Aim of the task
Write out the full set of records below exactly.

Material for the task
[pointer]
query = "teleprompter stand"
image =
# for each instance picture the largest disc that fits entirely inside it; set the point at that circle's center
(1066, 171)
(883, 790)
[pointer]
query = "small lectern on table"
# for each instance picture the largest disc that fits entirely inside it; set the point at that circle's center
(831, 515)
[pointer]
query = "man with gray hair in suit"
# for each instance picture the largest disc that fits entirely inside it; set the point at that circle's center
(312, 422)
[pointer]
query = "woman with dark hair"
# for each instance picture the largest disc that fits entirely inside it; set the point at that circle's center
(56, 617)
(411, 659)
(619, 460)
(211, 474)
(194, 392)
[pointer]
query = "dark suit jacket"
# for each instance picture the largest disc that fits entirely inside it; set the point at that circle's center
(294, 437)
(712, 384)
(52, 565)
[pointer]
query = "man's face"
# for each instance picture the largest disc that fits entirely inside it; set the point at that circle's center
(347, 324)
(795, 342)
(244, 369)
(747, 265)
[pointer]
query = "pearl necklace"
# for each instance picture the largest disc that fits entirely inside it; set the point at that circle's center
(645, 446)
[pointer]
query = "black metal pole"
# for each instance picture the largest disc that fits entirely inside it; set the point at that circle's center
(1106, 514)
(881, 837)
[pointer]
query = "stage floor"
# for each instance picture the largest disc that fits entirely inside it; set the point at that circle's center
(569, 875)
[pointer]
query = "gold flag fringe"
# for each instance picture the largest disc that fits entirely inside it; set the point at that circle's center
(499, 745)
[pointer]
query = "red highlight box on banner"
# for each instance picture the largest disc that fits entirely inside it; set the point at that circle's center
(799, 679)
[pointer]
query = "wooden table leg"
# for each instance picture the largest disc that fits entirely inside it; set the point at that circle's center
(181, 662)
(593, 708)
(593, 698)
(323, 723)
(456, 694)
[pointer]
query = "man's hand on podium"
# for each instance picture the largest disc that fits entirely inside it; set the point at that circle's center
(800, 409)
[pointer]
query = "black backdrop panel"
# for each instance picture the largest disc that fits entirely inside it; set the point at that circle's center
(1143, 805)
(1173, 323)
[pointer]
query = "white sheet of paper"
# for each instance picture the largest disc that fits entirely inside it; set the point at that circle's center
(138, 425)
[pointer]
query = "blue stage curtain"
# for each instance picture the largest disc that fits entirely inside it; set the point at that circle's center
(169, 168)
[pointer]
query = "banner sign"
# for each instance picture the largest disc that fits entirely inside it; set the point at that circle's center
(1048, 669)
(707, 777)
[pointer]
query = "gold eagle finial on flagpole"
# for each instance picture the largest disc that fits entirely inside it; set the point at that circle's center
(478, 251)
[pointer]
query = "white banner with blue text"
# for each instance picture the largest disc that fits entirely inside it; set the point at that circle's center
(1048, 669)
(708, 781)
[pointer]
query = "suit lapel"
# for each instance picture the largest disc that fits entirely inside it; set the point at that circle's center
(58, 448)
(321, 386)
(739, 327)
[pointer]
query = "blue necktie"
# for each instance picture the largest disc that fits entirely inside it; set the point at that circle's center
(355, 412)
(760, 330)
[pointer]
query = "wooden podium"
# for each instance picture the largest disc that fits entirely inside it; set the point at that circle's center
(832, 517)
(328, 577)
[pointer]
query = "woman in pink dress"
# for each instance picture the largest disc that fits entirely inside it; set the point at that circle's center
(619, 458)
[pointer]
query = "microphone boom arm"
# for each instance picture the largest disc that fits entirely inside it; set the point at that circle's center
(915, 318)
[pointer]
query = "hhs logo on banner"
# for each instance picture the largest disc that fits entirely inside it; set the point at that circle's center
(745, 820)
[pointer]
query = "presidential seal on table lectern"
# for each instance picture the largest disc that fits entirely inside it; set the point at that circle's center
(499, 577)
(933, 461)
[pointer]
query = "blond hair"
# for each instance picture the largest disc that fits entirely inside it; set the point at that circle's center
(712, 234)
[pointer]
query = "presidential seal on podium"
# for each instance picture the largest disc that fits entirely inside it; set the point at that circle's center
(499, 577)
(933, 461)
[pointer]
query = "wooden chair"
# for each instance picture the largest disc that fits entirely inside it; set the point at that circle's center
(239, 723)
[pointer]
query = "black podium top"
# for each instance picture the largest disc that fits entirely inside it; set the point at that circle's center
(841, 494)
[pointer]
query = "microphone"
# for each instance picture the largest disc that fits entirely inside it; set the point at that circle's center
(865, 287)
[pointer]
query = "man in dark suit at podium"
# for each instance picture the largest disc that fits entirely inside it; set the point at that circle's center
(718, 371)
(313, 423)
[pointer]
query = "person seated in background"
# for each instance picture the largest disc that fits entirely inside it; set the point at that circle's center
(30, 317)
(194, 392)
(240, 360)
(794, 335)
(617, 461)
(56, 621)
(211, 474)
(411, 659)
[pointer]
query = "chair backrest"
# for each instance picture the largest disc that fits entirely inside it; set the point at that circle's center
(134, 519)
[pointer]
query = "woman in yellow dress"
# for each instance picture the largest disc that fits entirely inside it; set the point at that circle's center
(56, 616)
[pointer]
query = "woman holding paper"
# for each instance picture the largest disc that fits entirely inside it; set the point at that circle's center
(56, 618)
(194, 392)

Output of the exercise
[pointer]
query = "teleprompter stand"
image =
# for each instance picture the largest disc that fits entirely inside it; set the point at that circle's center
(1066, 171)
(883, 790)
[pointer]
query = "small lectern on table"
# for each instance picture the largest disc that fits entirely inside it; set the point at that circle's center
(831, 515)
[pointer]
query = "man with gray hair in suit"
# for each instance picture the largest disc that fits entirely inside it; set the point at that circle's center
(312, 422)
[pointer]
query = "woman with dark hair"
# for each instance picture the largest disc that fits entirely inside it; set the point at that circle's center
(56, 617)
(411, 659)
(619, 460)
(211, 474)
(194, 392)
[pointer]
query = "dark suit jacket"
# for each instance picture the largest disc that fits entirely inside it; set the point at that circle's center
(294, 437)
(712, 384)
(52, 565)
[pointer]
query = "man's face"
# for each instance picture the largest disc that fits entirely inside it; set the point at that circle's center
(347, 324)
(795, 342)
(244, 369)
(747, 265)
[pointer]
query = "pearl necklace"
# for each instance picture the largest disc that fits entirely inside it; set the point at that circle's center
(645, 446)
[pointer]
query = "black metal pole"
# for each instance picture the largest disc that fits entirely inside it; set the point at that circle's center
(1106, 514)
(881, 837)
[pointer]
query = "stage floor"
# for each instance picture the largest disc that fits entirely inside it; set the point at that circle's center
(569, 875)
[pointer]
query = "gold flag fringe"
# for each instance picture the largest disc that fits entirely inside it; set the point at that circle's center
(499, 745)
[pointer]
query = "red highlight box on banner"
# for each instance picture the largest disc that fits entirely inside it; set the point at that circle's center
(799, 679)
[pointer]
query = "wooden table leg"
# for each instance picture the largest disc that fits entirely inside it; set the point at that circle's center
(181, 662)
(593, 708)
(593, 698)
(323, 723)
(456, 694)
[pointer]
query = "man's hand on podium"
# for each instance picture the largest disc that fits entirely inside it; set the point at that circle's center
(800, 409)
[pointer]
query = "black backdrop panel"
# for each instance picture the largest disc that fits entirely inside it; set the point at that circle's center
(1143, 805)
(1173, 323)
[pointer]
query = "white sheet of paper"
# for each instance picture the largest disc that fits entirely inside it; set the point at that circle's center
(138, 425)
[pointer]
query = "blue stage curtain"
# for each instance picture the largest disc that fits entirely inside it; set the point at that circle's center
(169, 168)
[pointer]
query = "banner sign"
# for each instance picture the largest disc that fits entirely inside it; set the point at that circle's center
(1048, 669)
(707, 777)
[pointer]
query = "gold eagle finial on flagpole"
# for each instance picture the largest disc that fits entirely inside it; set the point at that circle's center
(478, 251)
[pointer]
query = "white banner with blue text"
# for each instance picture the largest disc that fits entirely inside it; set the point at that circle's center
(1048, 669)
(708, 781)
[pointer]
query = "suit lapel"
# for each instance picture the largest disc that fits entirely inside it; set the point at that circle's center
(58, 448)
(321, 386)
(739, 327)
[pointer]
query = "blue necktie"
# for each instance picture the largest disc that fits entirely inside it; set the point at that circle's center
(355, 412)
(760, 330)
[pointer]
query = "wooden podium"
# for each instance picture the largest disc that fits entirely inside it; set the point at that circle's center
(832, 517)
(328, 577)
[pointer]
query = "woman in pink dress"
# for each instance picture the largest disc that fits entirely inside it; set the point at that circle's center
(619, 458)
[pointer]
query = "microphone boom arm"
# for each instance picture the largest disc that fits entirely inside it; set the point at that circle's center
(915, 318)
[pointer]
query = "hhs logo on banner"
# for each instance picture the largest disc that fits entirely inside it; set the point at that circle's center
(745, 820)
[pointer]
query = "presidential seal on table lectern"
# for each instance picture the largest disc that fits entirely inside it; set the point at that circle's center
(499, 577)
(933, 461)
[pointer]
query = "blond hair"
# for each instance picture the largest disc that fits entirely inside it; set the point at that circle's center
(712, 234)
[pointer]
query = "presidential seal on podium"
# for each instance picture the largest disc that fits entirely inside it; set the point at that circle's center
(499, 577)
(933, 461)
[pointer]
query = "wooden chair"
# for each instance picture the largest disc that fits entirely inside it; set the point at that circle's center
(239, 723)
[pointer]
query = "black podium top"
# for each instance picture the largest disc that fits entirely inside it; set the point at that circle's center
(841, 494)
[pointer]
query = "microphone"
# for each instance picture the largest disc that fits entirely inside it; set the point at that circle's center
(865, 287)
[pointer]
query = "man in dark suit at podium"
# for each instance picture the largest disc that fits entirely inside it; set the point at that circle's center
(718, 371)
(313, 423)
[pointer]
query = "person seated in background"
# for each instance picture the largest disc that fits entirely inside it; set the point at that circle's center
(30, 317)
(194, 392)
(240, 360)
(794, 335)
(617, 461)
(56, 621)
(211, 474)
(411, 659)
[pointer]
query = "chair backrest"
# for each instance picture the largest disc that fits entirely inside it; set the point at that circle's center
(134, 519)
[pointer]
query = "woman in yellow dress"
# for each instance picture the largest disc that fits entirely inside it; set the point at that circle's center
(56, 616)
[pointer]
query = "woman holding paper"
# for each instance picture the largest disc that fits entirely inside it; set the point at that circle's center
(56, 618)
(194, 392)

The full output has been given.